◆ **STATED EXERCISE**:
Copy out the listing that follows, exactly, without its pictures.

-- START OF STORED DATA --

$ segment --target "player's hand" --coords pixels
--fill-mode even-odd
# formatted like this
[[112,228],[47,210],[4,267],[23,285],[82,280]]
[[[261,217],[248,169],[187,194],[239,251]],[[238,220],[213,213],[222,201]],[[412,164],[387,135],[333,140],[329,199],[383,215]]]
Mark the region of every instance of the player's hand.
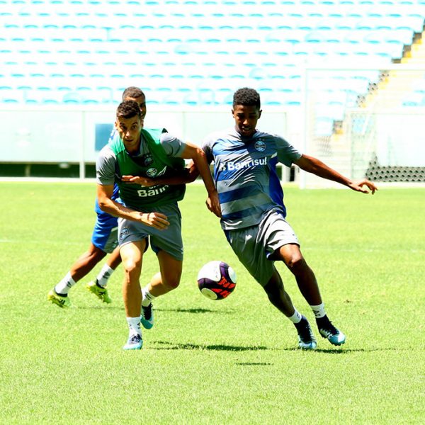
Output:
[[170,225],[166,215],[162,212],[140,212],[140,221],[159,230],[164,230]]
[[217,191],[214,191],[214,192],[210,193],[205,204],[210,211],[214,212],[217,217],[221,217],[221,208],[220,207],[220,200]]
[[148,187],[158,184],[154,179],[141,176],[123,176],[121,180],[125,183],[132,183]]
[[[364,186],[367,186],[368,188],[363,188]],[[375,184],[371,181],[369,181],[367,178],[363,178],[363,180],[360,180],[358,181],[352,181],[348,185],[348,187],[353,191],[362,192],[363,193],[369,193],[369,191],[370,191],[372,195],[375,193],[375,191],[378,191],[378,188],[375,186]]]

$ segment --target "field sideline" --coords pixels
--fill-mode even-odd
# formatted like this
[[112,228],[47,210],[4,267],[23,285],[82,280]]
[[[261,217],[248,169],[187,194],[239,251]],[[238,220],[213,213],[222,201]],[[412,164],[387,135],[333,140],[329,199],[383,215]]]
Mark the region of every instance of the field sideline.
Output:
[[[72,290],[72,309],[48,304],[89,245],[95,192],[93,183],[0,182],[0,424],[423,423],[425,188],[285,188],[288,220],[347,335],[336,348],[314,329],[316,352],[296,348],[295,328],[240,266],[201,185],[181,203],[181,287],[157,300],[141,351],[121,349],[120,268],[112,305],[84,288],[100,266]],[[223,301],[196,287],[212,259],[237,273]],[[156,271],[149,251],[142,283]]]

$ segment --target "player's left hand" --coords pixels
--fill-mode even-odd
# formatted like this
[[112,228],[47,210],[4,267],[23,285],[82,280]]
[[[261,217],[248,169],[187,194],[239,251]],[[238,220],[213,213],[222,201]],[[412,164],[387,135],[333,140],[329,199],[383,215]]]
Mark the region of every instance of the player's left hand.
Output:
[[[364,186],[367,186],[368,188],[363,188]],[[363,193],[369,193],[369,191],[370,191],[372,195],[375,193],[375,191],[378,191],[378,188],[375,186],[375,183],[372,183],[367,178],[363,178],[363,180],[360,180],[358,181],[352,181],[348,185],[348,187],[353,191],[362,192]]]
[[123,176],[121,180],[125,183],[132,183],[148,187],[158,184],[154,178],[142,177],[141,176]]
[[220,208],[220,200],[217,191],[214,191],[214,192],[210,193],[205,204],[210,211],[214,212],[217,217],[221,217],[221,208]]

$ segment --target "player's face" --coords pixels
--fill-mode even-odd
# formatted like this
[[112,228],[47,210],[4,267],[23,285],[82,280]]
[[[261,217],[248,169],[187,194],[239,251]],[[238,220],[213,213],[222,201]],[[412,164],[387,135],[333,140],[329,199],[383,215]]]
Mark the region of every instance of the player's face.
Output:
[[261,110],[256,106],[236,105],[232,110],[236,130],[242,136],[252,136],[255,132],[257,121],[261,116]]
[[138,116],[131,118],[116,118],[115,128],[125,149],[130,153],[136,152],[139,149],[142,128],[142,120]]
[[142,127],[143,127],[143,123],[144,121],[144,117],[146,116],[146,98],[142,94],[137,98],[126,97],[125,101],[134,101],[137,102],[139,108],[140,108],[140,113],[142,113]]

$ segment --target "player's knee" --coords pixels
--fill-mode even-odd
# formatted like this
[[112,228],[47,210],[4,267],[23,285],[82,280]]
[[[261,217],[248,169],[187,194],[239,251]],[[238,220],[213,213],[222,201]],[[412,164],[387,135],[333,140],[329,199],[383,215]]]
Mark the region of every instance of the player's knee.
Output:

-- END OF STORED DATA --

◆ **ANSWER TO THIS EXERCISE**:
$ segment --target "player's hand" --coords pixels
--fill-mode even-odd
# formatted like this
[[112,228],[47,210],[4,267],[23,285],[82,280]]
[[[261,217],[248,169],[187,194],[239,251]],[[238,220],[213,213],[222,201]],[[412,164],[387,135],[333,140],[329,199],[383,215]]]
Mark the region of every instance of the player's hand.
Output:
[[170,225],[166,215],[162,212],[140,212],[140,221],[159,230],[164,230]]
[[217,191],[214,191],[214,192],[210,193],[205,204],[210,211],[214,212],[217,217],[221,217],[221,208],[220,207],[220,200]]
[[148,187],[158,184],[154,179],[141,176],[123,176],[121,180],[125,183],[132,183]]
[[[364,186],[367,186],[368,188],[363,188]],[[375,184],[371,181],[369,181],[367,178],[363,178],[363,180],[360,180],[358,181],[352,181],[348,185],[348,187],[353,191],[362,192],[363,193],[369,193],[369,191],[370,191],[372,195],[375,193],[375,191],[378,191],[378,188],[375,186]]]

$ segment --target "field sideline" --coords pixels
--fill-mode even-odd
# formatted like this
[[112,228],[47,210],[4,267],[23,285],[82,280]]
[[[261,217],[248,169],[187,194],[239,251]],[[238,220],[213,213],[222,201]],[[412,164],[387,135],[333,140],[329,199],[383,215]]]
Mark the region of every instance of the field sideline.
Output:
[[[72,290],[72,309],[48,304],[89,245],[95,192],[93,183],[0,182],[0,424],[423,423],[425,188],[285,188],[288,220],[347,335],[336,348],[314,329],[316,352],[296,348],[295,328],[240,266],[201,185],[181,203],[181,287],[157,300],[141,351],[121,349],[120,268],[112,305],[84,288],[100,266]],[[223,301],[196,287],[212,259],[237,273]],[[156,271],[149,251],[142,283]]]

$ segment --target "player's left hand" --coords pixels
--fill-mode even-odd
# formatted like this
[[112,228],[47,210],[4,267],[23,285],[82,280]]
[[[261,217],[248,169],[187,194],[239,251]],[[238,220],[213,213],[222,201]],[[412,164],[387,135],[333,140],[329,199],[383,215]]]
Mark the region of every instance of the player's left hand.
Output:
[[[364,186],[367,186],[368,188],[363,188]],[[363,193],[369,193],[369,191],[370,191],[372,195],[375,193],[375,191],[378,191],[378,188],[375,186],[375,183],[372,183],[367,178],[363,178],[363,180],[360,180],[358,181],[352,181],[348,185],[348,187],[353,191],[362,192]]]
[[123,176],[121,180],[125,183],[132,183],[148,187],[158,184],[154,178],[142,177],[141,176]]
[[220,208],[220,200],[217,191],[214,191],[214,192],[210,193],[205,204],[210,211],[214,212],[217,217],[221,217],[221,208]]

$ segment --target "player's face" --coords pixels
--fill-mode even-odd
# formatted like this
[[112,228],[47,210],[4,267],[23,285],[82,280]]
[[[261,217],[248,169],[187,194],[239,251]],[[238,220],[213,213],[222,201]],[[412,164],[387,135],[333,140],[329,199],[383,215]]]
Mark the region of every instance of the player's face.
Output:
[[261,110],[256,106],[236,105],[232,110],[236,130],[242,136],[252,136],[255,132],[257,121],[261,116]]
[[138,116],[131,118],[116,118],[115,128],[125,149],[130,153],[136,152],[139,149],[142,128],[142,120]]
[[142,127],[143,127],[143,123],[144,121],[144,117],[146,116],[146,98],[142,94],[137,98],[126,97],[125,101],[134,101],[137,102],[139,108],[140,108],[140,113],[142,113]]

$ segment --target "player's knee" --coords pixels
--fill-mode even-odd
# formatted like this
[[112,228],[47,210],[4,267],[23,285],[82,280]]
[[[261,217],[248,169],[187,194],[239,251]],[[238,220],[213,213],[222,201]],[[412,164],[387,135],[333,140],[329,199],[383,215]]]
Mark the region of every instance of the player's knee.
Output:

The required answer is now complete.